PROBLEM REQUIREMENTS:
Output the data exactly, with every line intact.

DATA PROVIDED:
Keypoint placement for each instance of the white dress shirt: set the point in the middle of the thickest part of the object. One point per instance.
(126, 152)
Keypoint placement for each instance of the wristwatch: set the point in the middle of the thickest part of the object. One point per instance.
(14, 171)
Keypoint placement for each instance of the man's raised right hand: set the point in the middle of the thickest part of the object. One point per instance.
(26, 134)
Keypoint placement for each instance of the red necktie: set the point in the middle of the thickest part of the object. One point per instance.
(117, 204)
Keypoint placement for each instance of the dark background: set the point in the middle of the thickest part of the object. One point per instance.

FINISHED TASK:
Keypoint placement for each instance of the white dress shirt: set the point in the middle of the thickest part of the object. One point per instance.
(126, 152)
Keypoint placement for each instance of the wristwatch: set the point in the middle of the thickest part of the object. One point per instance.
(14, 171)
Keypoint placement for each instance of the man's raised right hand: set the point in the middle of the thickest part of the object. One point per instance.
(26, 134)
Keypoint placement for each instance of the red necktie: set the point in the middle of the thickest part of the object. One point per instance.
(117, 204)
Keypoint placement for each instance of the dark background: set the point in the middle of the thickest part of the object. One point per instance.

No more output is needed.